* WRITTEN TASK 1 *
Collect every line of the rows that contains the word "storefront", matching case exactly.

===== SOURCE PASSAGE

Sadly I must disagree by C. M. Giebel 4 Stars
November 02, 2009
Great read. Plenty of information, unfortunately I find this to be shameful pandering of a book. Pollan spends quite a while talking about the inabilities of the nutritional industry to accurately tell which nutrients are good for a variety of reasons, says there experiments are inconclusive and inaccurate. He then goes on to use these same types of studies to support his what he says is missing from out diet since we aren't eating "food" anymore. I personally find the assumption that I wouldn't notice the hypocrisy to be offensive. It detracts from his entire point.

great thoughts on food! by Sarah Rempala (IL, United States) 5 Stars
October 26, 2009
Amazing book that everyone needs to read, doesn't matter what your view is on food and agriculture you will find something relevant to you and your health in this book!

==========
===== DATASET CONTENT

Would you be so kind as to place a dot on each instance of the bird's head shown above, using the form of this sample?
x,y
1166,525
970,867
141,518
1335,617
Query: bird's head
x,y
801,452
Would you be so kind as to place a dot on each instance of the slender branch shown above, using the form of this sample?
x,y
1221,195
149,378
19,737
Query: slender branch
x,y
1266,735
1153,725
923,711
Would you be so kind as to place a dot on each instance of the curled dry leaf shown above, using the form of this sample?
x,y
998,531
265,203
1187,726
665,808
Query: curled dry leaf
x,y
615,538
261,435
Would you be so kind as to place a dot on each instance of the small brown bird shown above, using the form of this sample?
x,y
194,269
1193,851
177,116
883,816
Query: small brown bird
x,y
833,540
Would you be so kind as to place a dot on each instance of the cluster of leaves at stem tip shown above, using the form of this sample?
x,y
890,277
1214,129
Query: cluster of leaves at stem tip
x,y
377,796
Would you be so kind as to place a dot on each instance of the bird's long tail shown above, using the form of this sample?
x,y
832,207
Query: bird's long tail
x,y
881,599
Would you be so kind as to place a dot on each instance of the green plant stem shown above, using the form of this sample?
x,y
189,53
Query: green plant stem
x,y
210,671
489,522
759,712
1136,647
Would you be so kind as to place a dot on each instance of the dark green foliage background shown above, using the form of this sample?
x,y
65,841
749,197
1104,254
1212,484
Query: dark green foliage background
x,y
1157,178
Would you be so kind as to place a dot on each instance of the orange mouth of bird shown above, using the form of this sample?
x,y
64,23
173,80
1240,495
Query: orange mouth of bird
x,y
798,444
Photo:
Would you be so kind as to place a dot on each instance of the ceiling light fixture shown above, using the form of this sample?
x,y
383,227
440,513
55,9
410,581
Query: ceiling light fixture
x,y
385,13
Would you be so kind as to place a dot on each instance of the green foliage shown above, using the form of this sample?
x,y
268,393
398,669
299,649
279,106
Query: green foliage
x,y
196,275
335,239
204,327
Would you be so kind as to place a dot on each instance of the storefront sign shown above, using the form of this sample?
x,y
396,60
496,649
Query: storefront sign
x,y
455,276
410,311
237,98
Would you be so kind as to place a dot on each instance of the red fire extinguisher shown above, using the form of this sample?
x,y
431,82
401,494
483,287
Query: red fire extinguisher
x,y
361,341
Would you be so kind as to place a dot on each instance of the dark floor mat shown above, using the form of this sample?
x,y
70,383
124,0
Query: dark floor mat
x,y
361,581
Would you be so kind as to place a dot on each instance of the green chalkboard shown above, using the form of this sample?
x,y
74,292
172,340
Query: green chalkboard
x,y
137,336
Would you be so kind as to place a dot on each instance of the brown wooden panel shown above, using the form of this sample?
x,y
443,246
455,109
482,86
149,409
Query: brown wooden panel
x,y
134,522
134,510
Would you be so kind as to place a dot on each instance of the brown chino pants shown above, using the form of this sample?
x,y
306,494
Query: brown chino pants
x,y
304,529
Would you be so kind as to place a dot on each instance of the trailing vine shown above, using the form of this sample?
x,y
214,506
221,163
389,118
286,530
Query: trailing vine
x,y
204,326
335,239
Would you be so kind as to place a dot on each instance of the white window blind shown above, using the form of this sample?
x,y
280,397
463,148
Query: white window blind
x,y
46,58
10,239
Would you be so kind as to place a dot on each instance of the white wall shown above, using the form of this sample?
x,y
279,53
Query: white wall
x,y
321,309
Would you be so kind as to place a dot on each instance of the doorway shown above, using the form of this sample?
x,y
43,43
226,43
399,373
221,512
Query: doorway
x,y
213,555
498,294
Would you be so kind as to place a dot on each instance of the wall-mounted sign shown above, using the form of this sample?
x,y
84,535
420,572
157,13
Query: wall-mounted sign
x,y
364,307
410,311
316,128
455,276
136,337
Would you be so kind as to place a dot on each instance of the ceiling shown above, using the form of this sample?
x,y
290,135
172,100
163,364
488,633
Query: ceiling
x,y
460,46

==========

* WRITTEN TASK 2 *
Rewrite the book reviews between "great thoughts on" and "in this book!", inclusive, swapping "agriculture" for "farming".

* WRITTEN ANSWER 1 *
Would you be so kind as to place a dot on each instance of the storefront sign shown above, using the form of this sample?
Query: storefront sign

* WRITTEN ANSWER 2 *
great thoughts on food! by Sarah Rempala (IL, United States) 5 Stars
October 26, 2009
Amazing book that everyone needs to read, doesn't matter what your view is on food and farming you will find something relevant to you and your health in this book!